→ **Record list**
------------------------------------------------------------------------

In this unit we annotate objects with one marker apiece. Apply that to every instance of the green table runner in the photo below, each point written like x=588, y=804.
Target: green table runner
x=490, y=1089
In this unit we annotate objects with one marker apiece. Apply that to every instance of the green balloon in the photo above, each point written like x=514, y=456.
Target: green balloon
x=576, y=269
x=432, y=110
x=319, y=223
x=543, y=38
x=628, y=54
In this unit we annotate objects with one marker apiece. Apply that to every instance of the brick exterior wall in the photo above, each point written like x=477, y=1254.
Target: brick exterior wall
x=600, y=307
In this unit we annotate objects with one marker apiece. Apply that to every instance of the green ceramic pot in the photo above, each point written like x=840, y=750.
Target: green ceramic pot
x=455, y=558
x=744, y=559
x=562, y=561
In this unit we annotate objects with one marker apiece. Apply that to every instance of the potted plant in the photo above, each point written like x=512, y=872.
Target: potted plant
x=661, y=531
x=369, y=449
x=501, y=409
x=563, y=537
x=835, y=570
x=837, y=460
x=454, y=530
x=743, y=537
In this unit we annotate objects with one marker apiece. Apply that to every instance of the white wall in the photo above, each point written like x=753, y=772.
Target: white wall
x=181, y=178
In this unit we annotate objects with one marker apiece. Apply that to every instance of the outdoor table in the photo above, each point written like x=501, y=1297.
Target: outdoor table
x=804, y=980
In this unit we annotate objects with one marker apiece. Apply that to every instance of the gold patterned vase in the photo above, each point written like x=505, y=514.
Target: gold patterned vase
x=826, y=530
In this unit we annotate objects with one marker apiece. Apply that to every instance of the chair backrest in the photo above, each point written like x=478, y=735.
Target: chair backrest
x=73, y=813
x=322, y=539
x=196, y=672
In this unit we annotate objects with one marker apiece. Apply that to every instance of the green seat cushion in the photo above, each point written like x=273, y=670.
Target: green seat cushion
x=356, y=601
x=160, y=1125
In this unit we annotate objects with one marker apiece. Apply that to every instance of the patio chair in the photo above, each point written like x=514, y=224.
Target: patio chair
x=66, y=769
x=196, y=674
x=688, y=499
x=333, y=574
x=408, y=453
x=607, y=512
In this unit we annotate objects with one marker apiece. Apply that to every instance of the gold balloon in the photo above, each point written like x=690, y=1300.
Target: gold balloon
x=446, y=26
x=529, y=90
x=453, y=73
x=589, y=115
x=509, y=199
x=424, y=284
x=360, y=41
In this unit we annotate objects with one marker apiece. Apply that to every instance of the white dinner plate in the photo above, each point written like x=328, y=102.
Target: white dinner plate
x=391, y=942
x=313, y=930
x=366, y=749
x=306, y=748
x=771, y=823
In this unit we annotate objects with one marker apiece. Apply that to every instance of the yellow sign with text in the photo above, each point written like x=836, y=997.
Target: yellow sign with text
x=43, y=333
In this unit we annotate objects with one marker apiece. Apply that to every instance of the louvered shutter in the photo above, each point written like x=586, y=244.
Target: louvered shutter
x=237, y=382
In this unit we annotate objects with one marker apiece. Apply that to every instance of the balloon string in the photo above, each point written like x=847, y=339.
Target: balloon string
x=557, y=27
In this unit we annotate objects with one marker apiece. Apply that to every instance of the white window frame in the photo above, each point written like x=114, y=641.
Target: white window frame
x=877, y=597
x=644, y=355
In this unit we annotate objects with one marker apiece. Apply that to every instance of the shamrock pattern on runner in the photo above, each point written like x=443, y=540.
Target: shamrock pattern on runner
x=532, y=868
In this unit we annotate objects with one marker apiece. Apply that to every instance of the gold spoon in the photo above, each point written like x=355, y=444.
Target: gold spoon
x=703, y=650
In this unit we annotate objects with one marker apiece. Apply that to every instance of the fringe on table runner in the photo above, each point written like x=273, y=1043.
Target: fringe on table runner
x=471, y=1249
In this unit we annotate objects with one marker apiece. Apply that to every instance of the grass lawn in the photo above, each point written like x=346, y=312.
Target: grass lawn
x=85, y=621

------------------------------------------------------------------------

→ **What the task asks**
Retype all of the material above, keeping every line identical.

→ **Expected output**
In this unit we annotate objects with one marker apiece. Apply that to every instance of the green table runner in the photo below, each point written like x=588, y=804.
Target: green table runner
x=490, y=1089
In this unit we annotate objects with one marker apiece. Apply that to every instance of the green balloon in the photo above, each point written like x=514, y=456.
Target: green balloon
x=576, y=269
x=432, y=110
x=319, y=223
x=543, y=38
x=628, y=54
In this unit we annotate objects with one marker apiece. Apply that to every instance of the brick exterior wall in the photo above, each point written like x=477, y=1254.
Target: brick exterior wall
x=600, y=307
In this unit we annotate objects with one marker apiece. Apply that to every instance of the green ceramic pot in the photo above, each point written like x=840, y=750.
Target: green ceramic pot
x=455, y=558
x=744, y=559
x=562, y=561
In this unit we annotate objects with one marker apiece. Apply that to every instance of the potted plant in the photo above, each point written like x=512, y=872.
Target: potted plant
x=661, y=531
x=369, y=449
x=501, y=409
x=563, y=537
x=835, y=570
x=837, y=460
x=454, y=530
x=743, y=537
In this unit we annotate objects with one marker apiece. Apply that to every instance of the white wall in the photo above, each point written like x=753, y=772.
Target: white wall
x=181, y=178
In this unit we annotate objects with one marker apiece. Apply that to every instance of the outdoor table in the photo above, each point written like x=501, y=1297.
Target: outdoor table
x=804, y=980
In this unit we annotate objects with one marker apiece. Apply that to every instance of the gold patterned vase in the photo above, each point written like x=505, y=514.
Target: gold patterned vase
x=826, y=530
In this unit we annotate objects with one marker apiece. Apply that to every instance of the chair backrest in the photo above, each point written like x=478, y=735.
Target: chair backrest
x=73, y=813
x=322, y=539
x=196, y=672
In this unit we annotate objects with one marker apiece. Apply that to every instance of the green seat cushion in the photo above, each point written like x=273, y=670.
Target: green seat cushion
x=356, y=601
x=160, y=1125
In this unit we annotate objects with one marker apiece. Apply that to every instance of the patio chair in the photo above, each point written like x=514, y=224.
Target: patio chair
x=66, y=769
x=196, y=674
x=688, y=499
x=333, y=574
x=408, y=453
x=607, y=512
In this unit we annotate objects with one marker apiece. Apply that to every instance of the gold balloon in the photo above, each point written like x=690, y=1300.
Target: gold balloon
x=446, y=26
x=529, y=90
x=453, y=73
x=589, y=115
x=509, y=199
x=424, y=284
x=360, y=41
In this unit we annotate objects with one marker apiece. Apply that to every instance of the white dinner plate in the photo above, each point written like x=328, y=102.
Target: white dinner plate
x=391, y=942
x=313, y=930
x=366, y=749
x=306, y=748
x=771, y=823
In this unit we annotate objects with one marker apiece. Apply that to every instance of the yellow sign with text in the photo above, each point written like x=836, y=997.
Target: yellow sign with text
x=43, y=333
In this unit we annotate objects with one marker apiece. Apply that to every instance of the louvered shutter in the photo above, each point written like x=586, y=244.
Target: louvered shutter
x=237, y=382
In this unit we annotate objects with one marker apiece. Apply that to every instance of the balloon string in the photo above, each point written like x=847, y=339.
Target: balloon string
x=557, y=27
In this unit we annotate objects with one marker apiece. Apply that to every instance of the white window frame in the photo above, each point written like x=114, y=641.
Target: white window frame
x=877, y=597
x=644, y=355
In this unit we annotate objects with one marker apiece. Apply that to every instance of the shamrock pattern on runner in the photo above, each point written like x=443, y=540.
Target: shamrock pattern on runner
x=532, y=868
In this unit we annotate objects with one marker apiece. Apply that to every instance of the gold spoon in the photo above, each point written like x=355, y=444.
Target: gold spoon
x=703, y=650
In this unit we annotate objects with one marker apiece. Apply that to every instance of the fringe on table runner in the photo above, each point written like x=273, y=1043.
Target: fringe on table runner
x=471, y=1249
In this unit we annotate objects with one marker apiece. Apply that to every instance of the grass lawn in the photo above, each point written like x=346, y=312.
Target: grass lawn
x=85, y=621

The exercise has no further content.